Aim A: Count how many lines of the rows below contain the word "slope", and give only that number.

Excerpted passage:
“Because the new analyses seem so improbable, confirmatory studies using the best analytical method need to be done before the alarm bells ring too loudly.”

Michael Jacobson, Ph.D., Executive Director, Center for Science in Public Interest
October 27, 2010, CSPInet.org

Independent Review Debunks USC Fructose Content Study

Several independent reviews of the fructose content of HFCS-55 have confirmed that production of this natural sugar made from corn adheres to tightly calibrated industry standards for its sugar content, both fructose and glucose. Allegations made in a recent study by University of Southern California researchers claiming that the fructose content exceeds normal averages were disproven in a review by DTB Associates. To read this independent review, click here. The International Society of Beverage Technologists also commissioned its own independent scientific review, producing results consistent with the DTB review. Read the ISBT review here.

Exercise material:
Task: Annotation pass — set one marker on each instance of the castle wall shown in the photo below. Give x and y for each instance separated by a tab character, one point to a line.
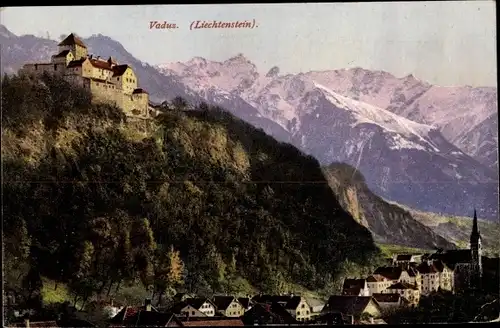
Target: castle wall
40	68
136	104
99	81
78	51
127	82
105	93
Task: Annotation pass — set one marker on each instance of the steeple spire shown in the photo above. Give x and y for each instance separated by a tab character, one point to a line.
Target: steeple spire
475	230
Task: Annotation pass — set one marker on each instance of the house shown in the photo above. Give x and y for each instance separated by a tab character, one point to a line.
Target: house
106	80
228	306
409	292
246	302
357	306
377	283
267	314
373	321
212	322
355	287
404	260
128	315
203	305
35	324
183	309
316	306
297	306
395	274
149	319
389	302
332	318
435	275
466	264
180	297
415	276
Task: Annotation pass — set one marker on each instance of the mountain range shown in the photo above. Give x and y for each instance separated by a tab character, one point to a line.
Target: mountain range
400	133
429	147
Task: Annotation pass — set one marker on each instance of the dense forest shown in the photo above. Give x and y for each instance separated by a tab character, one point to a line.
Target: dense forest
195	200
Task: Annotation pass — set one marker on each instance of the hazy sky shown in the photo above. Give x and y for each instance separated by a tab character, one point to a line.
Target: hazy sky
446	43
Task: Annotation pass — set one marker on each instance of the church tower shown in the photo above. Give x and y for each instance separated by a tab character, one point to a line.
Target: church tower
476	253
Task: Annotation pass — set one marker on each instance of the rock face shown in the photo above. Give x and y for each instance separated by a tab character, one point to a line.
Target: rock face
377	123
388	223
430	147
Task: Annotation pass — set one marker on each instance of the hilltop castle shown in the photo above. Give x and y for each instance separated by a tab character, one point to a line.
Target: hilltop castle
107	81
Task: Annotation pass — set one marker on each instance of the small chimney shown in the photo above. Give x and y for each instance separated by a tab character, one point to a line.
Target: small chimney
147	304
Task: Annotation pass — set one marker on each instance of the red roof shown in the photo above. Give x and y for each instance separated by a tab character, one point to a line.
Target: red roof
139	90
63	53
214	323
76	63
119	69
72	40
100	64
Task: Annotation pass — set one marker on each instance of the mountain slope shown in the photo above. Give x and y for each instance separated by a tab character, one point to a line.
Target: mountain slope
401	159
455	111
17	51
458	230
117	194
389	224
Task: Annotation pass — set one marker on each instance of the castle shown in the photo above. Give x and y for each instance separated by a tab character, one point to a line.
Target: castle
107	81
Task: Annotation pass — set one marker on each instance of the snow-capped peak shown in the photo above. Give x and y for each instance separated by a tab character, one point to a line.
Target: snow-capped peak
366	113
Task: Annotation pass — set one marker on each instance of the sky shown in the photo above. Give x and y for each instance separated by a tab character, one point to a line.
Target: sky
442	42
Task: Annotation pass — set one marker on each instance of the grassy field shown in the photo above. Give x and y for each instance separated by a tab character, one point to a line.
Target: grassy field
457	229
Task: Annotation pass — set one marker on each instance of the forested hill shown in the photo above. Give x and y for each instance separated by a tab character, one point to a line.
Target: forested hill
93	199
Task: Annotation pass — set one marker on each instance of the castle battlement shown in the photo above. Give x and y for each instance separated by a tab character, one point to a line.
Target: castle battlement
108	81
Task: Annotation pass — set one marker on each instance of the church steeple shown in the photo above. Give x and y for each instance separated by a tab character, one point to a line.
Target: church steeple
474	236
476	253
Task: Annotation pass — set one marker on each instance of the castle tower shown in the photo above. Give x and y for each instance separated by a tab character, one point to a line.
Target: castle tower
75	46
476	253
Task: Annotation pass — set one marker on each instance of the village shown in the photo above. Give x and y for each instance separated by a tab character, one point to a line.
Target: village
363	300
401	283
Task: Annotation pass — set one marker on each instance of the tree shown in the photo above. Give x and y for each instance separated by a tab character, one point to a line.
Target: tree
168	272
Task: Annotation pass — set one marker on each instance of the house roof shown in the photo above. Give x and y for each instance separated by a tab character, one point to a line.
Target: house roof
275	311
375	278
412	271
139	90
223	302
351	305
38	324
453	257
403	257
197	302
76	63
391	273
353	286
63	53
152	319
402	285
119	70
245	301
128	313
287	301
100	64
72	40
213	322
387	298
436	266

Aim B: Write the next part of the passage on the fructose content of HFCS-55, starting after its final sentence.

Reply A: 2

Reply B:
All HFCS-producing facilities in the United States and Canada maintain rigorous production records analyzing the sugars content and other specifications of high fructose corn syrup. “The claims made in the USC paper were unfounded, and were off the mark in suggesting that high fructose corn syrup, or corn sugar, contains ‘excess’ fructose,” said said Audrae Erickson, President of the Corn Refiners Association. ” Clearly, these researchers did not properly analyze the samples or use standardized analytical methods for determining sugars content. Consumers can rest assured that high fructose corn syrup, or corn sugar, is produced according to long established standards.”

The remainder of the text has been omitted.